# [Passage]
####
PPMI of scipy sparse matrix

I need to transform a scipy matrix in sparse csr format into a PPMI-weighted matrix. I have a sparse squared co-occurrence matrix with each row and column corresponding to words, and each entry mat(i, j) corresponding to the number of times these words were found together in a corpus.

Here is a minimal example of how to obtain this matrix:

from sklearn.feature_extraction.text import CountVectorizer

sentences = ["The cat is on the table",
             "I have seen a cat in the office",
             "You shall feed the cat before it gets dark",
             "I have many pets in my house, but my favourite is my cat",
             "Dogs are nice, but cats are far nicer in my opinion"]
count_model = CountVectorizer(ngram_range=(1,1))
X = count_model.fit_transform(sentences) # word-by-context matrix
Xc = (X.T * X) # word-by-word co-occurrence matrix in sparse csr format
Xc.setdiag(0)

What I want is to convert each of the matrix cells into the PPMI of that value

PPMI(i, j) = max(log2[P(i, j)/P(i)*P(j)], 0)

Now I have this awfully slow function that I use to compute PPMI values for (i, j), but I was wondering whether there was a more efficient solution, since this one is not scalable to the whole matrix (the toy matrix I posted is 29X29, but my matrix is 65,000X65,000).

def ppmi(matrix, idx1, idx2):
    tot = matrix.count_nonzero()
    p_a = sum(matrix[idx1, :].toarray()[0])/tot # probability of first element
    p_b = sum(matrix[idx2, :].toarray()[0])/tot # probability of second element
    p_ab = matrix[idx1, idx2]/tot # probability of co-occurrence
    ppmi = max([np.log2(p_ab/(p_a*p_b)), 0])
    return ppmi

Thank you!

Solution

Let's try a whole-array version of your ppmi:

def foo(matrix):
    tot = matrix.count_nonzero()
    p_a = matrix.sum(axis=1).A1/tot  # (n,) array
    pouter = p_a[:,None]*p_a
    p_ab = matrix/tot # probability of co-occurrence
    ppmi = np.log2(p_ab/(pouter))
    ppmi = np.maximum(ppmi, 0)
    return ppmi

Your sample matrix:

In [72]: Xc
Out[72]: 
<29x29 sparse matrix of type '<class 'numpy.int64'>'
    with 313 stored elements in Compressed Sparse Column format>

In [73]: M=foo(Xc)
C:\Users\paul\AppData\Local\Temp\ipykernel_2272\2466548606.py:6: RuntimeWarning: divide by zero encountered in log2
  ppmi = np.log2(p_ab/(pouter))

In [74]: M.shape
Out[74]: (29, 29)
####
# [Listed entries]

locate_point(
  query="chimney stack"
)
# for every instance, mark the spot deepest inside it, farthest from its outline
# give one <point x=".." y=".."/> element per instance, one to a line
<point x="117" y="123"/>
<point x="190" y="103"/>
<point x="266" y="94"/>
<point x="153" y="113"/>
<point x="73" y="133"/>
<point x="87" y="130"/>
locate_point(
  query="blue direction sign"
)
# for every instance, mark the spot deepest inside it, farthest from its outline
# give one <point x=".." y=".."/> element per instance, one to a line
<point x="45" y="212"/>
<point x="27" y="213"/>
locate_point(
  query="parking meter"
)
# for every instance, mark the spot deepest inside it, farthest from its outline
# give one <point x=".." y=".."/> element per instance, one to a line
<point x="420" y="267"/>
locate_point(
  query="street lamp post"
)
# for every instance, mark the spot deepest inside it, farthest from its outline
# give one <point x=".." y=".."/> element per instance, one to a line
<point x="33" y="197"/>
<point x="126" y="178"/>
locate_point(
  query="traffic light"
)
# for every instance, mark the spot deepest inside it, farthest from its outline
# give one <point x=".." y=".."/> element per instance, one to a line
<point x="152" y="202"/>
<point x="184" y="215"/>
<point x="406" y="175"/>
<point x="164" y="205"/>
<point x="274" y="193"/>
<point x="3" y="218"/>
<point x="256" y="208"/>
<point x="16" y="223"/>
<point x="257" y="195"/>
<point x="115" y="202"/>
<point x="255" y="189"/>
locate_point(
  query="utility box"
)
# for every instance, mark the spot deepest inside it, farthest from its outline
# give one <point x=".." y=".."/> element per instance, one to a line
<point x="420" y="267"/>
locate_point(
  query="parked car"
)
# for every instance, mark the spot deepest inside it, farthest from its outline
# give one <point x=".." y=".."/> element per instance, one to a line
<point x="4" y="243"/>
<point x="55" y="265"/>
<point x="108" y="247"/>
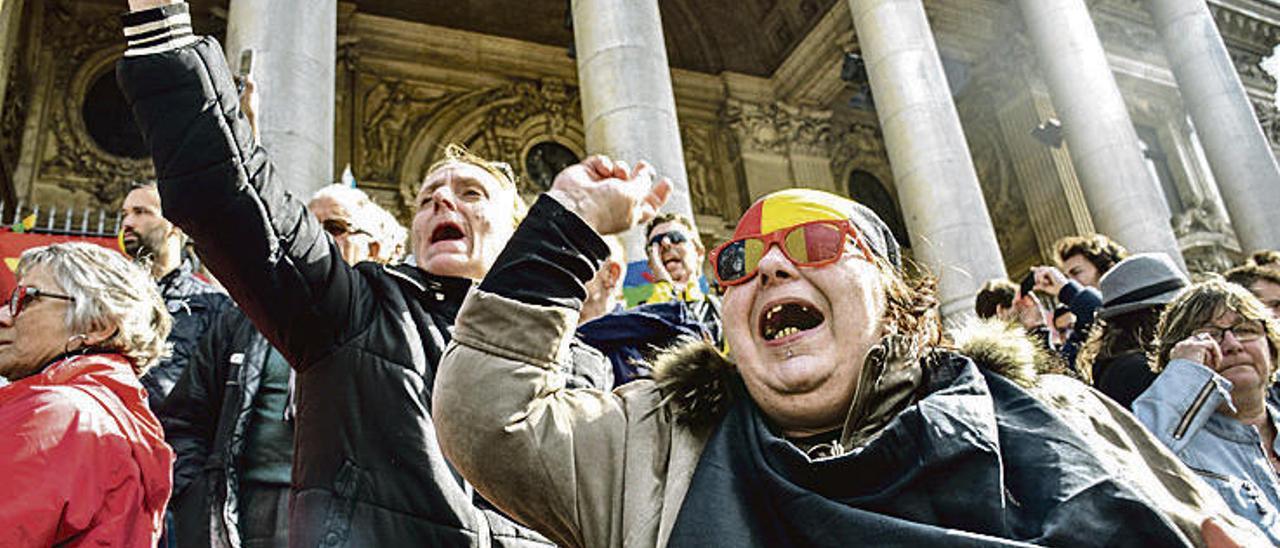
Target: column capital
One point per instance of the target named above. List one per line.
(778, 127)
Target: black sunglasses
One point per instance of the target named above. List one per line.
(341, 227)
(23, 295)
(675, 237)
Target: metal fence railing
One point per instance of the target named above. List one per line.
(65, 222)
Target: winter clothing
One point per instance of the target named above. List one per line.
(206, 419)
(195, 305)
(1182, 409)
(594, 469)
(364, 341)
(702, 309)
(1123, 377)
(630, 338)
(1083, 301)
(83, 459)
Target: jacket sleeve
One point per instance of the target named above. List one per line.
(219, 187)
(190, 414)
(552, 457)
(1179, 402)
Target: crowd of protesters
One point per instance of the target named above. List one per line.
(476, 379)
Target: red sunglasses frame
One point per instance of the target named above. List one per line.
(777, 238)
(22, 295)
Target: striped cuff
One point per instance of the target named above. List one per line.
(158, 30)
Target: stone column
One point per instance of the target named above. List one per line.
(295, 44)
(1238, 153)
(938, 188)
(10, 36)
(629, 108)
(1125, 201)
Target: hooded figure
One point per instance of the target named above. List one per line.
(839, 418)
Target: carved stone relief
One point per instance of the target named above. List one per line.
(410, 123)
(859, 145)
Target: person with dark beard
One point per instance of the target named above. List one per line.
(156, 243)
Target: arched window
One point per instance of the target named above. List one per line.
(109, 120)
(868, 191)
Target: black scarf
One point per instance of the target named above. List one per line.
(974, 461)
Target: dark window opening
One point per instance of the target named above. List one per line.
(1157, 164)
(545, 160)
(109, 119)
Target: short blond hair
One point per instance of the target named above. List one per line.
(106, 290)
(501, 172)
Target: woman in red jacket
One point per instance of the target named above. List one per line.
(83, 460)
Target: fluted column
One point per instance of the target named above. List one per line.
(1123, 197)
(295, 44)
(932, 168)
(629, 108)
(1238, 151)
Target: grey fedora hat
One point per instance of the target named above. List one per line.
(1138, 282)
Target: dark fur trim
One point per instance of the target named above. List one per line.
(694, 382)
(1005, 350)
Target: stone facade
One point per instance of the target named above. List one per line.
(403, 90)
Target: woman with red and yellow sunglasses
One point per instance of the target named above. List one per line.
(839, 418)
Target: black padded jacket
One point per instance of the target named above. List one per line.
(364, 341)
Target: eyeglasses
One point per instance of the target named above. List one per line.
(1243, 332)
(23, 295)
(341, 227)
(675, 237)
(816, 243)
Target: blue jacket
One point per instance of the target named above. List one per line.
(630, 338)
(1180, 407)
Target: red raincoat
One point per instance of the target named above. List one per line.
(82, 459)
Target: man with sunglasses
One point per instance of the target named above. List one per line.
(839, 418)
(676, 256)
(364, 341)
(152, 241)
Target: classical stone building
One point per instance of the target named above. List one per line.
(981, 129)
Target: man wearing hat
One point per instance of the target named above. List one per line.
(1134, 292)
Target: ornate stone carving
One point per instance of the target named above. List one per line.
(1269, 117)
(859, 145)
(1249, 67)
(407, 126)
(83, 50)
(1206, 238)
(391, 106)
(758, 127)
(705, 190)
(778, 127)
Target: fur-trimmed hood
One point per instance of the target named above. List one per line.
(695, 379)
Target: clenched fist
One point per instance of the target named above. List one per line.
(608, 195)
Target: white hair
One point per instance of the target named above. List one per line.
(108, 291)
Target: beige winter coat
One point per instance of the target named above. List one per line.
(592, 469)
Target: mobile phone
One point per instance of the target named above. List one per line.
(1027, 284)
(246, 67)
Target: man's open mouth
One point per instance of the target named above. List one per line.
(787, 319)
(447, 231)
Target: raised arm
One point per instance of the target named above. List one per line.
(220, 187)
(556, 459)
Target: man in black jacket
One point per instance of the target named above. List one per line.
(364, 341)
(228, 418)
(193, 302)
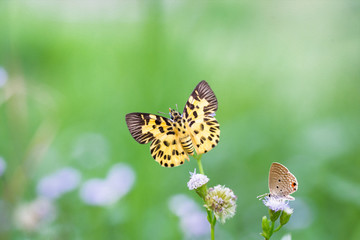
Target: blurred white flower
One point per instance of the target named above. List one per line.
(197, 180)
(275, 204)
(193, 221)
(119, 182)
(222, 201)
(34, 215)
(2, 166)
(286, 237)
(3, 77)
(58, 183)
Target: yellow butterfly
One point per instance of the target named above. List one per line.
(172, 140)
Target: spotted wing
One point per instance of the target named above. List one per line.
(165, 148)
(282, 182)
(199, 113)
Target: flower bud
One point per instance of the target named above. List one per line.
(285, 216)
(222, 201)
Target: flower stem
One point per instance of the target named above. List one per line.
(278, 228)
(198, 159)
(211, 217)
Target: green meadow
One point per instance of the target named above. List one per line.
(286, 76)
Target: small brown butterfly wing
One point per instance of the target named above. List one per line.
(282, 182)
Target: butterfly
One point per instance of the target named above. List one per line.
(282, 182)
(174, 139)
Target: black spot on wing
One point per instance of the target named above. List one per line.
(134, 122)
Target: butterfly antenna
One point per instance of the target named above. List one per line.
(261, 197)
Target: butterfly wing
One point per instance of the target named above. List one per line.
(165, 147)
(282, 182)
(199, 113)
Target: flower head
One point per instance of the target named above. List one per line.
(102, 192)
(285, 216)
(275, 204)
(222, 201)
(34, 215)
(197, 180)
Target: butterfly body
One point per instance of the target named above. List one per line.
(172, 140)
(282, 182)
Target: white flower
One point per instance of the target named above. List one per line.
(32, 216)
(288, 210)
(275, 204)
(2, 166)
(197, 180)
(286, 237)
(58, 183)
(222, 201)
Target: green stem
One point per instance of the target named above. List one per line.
(198, 159)
(278, 228)
(211, 217)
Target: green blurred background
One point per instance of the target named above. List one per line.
(286, 75)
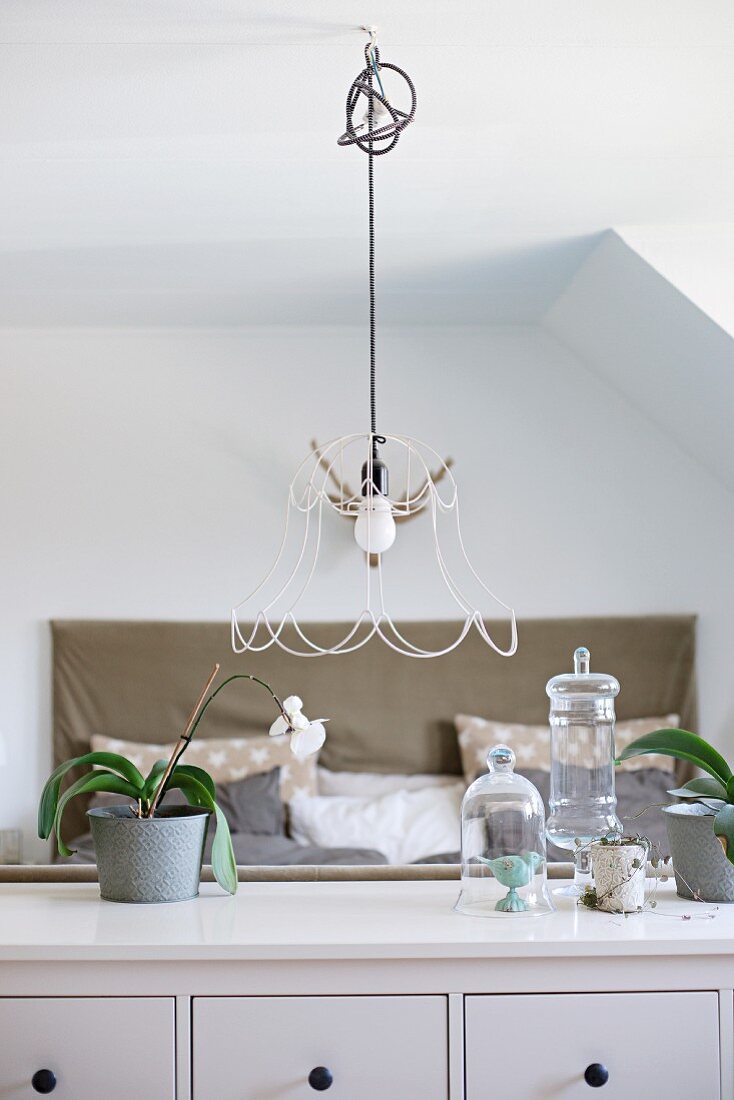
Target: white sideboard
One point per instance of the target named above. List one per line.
(361, 990)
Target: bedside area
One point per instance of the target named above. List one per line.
(361, 989)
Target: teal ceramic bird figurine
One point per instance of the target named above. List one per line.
(513, 871)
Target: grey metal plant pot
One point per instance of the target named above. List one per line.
(698, 857)
(148, 860)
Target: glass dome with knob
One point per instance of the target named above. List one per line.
(503, 844)
(582, 801)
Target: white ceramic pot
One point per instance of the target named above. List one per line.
(619, 871)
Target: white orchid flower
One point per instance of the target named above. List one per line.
(306, 737)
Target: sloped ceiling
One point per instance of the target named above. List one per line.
(174, 162)
(646, 339)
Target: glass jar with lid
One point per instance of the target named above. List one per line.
(503, 844)
(582, 801)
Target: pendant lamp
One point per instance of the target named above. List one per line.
(270, 614)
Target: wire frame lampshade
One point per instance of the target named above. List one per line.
(321, 482)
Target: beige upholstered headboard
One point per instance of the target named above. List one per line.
(389, 713)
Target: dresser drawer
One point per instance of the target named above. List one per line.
(259, 1048)
(92, 1047)
(539, 1047)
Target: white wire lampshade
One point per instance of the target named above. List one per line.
(320, 486)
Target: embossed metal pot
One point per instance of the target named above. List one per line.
(148, 860)
(698, 857)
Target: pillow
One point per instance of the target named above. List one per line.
(371, 784)
(226, 759)
(250, 805)
(404, 825)
(532, 744)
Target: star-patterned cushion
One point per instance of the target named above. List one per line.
(226, 759)
(532, 744)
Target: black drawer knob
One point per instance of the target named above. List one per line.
(320, 1078)
(596, 1075)
(44, 1080)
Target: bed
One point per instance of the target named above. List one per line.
(137, 681)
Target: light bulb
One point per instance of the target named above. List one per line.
(374, 528)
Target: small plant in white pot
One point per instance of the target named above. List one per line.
(619, 866)
(701, 829)
(148, 851)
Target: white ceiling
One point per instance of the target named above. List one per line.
(174, 162)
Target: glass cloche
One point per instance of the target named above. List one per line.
(503, 844)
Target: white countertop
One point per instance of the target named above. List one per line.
(338, 921)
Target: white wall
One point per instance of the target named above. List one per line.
(144, 475)
(699, 260)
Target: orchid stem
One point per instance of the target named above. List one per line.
(194, 721)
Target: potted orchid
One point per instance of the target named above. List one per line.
(148, 851)
(701, 825)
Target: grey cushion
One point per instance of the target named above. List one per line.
(258, 850)
(253, 804)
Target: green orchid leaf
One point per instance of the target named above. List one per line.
(50, 794)
(683, 746)
(702, 785)
(223, 864)
(96, 781)
(723, 826)
(222, 855)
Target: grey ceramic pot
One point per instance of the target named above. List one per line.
(698, 857)
(149, 860)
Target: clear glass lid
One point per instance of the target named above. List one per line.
(503, 844)
(582, 684)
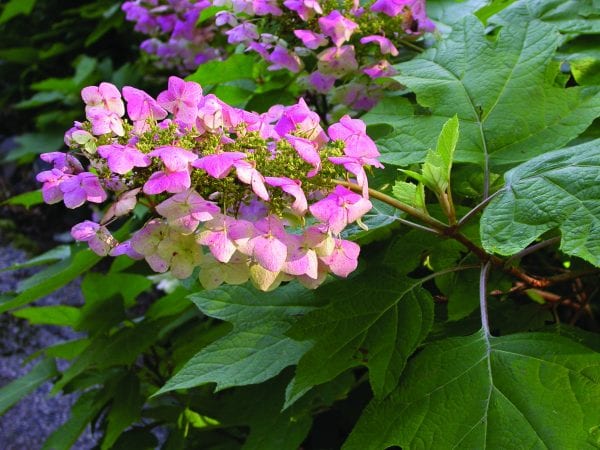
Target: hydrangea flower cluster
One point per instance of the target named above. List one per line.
(345, 46)
(235, 194)
(175, 39)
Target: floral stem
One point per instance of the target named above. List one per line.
(476, 209)
(416, 213)
(485, 324)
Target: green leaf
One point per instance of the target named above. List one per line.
(87, 406)
(377, 320)
(122, 348)
(236, 67)
(569, 16)
(16, 7)
(257, 348)
(29, 145)
(61, 315)
(125, 409)
(375, 223)
(557, 190)
(448, 12)
(26, 199)
(411, 194)
(51, 278)
(529, 390)
(270, 427)
(98, 286)
(438, 162)
(486, 83)
(14, 391)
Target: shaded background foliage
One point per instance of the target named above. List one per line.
(398, 344)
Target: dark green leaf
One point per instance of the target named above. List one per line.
(521, 391)
(82, 413)
(236, 67)
(569, 16)
(16, 7)
(30, 145)
(125, 409)
(486, 83)
(14, 391)
(25, 199)
(257, 348)
(561, 190)
(377, 319)
(60, 315)
(52, 278)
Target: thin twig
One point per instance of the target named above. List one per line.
(485, 324)
(410, 45)
(416, 225)
(416, 213)
(476, 209)
(533, 248)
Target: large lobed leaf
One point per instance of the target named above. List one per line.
(377, 319)
(502, 90)
(560, 189)
(529, 390)
(257, 348)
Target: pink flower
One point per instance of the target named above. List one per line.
####
Transcribe the stretch of the PPMI thread from "Now I have this" through "matrix is 65,000X65,000).". Work only from the PPMI thread and set the items aside.

Now I have this awfully slow function that I use to compute PPMI values for (i, j), but I was wondering whether there was a more efficient solution, since this one is not scalable to the whole matrix (the toy matrix I posted is 29X29, but my matrix is 65,000X65,000).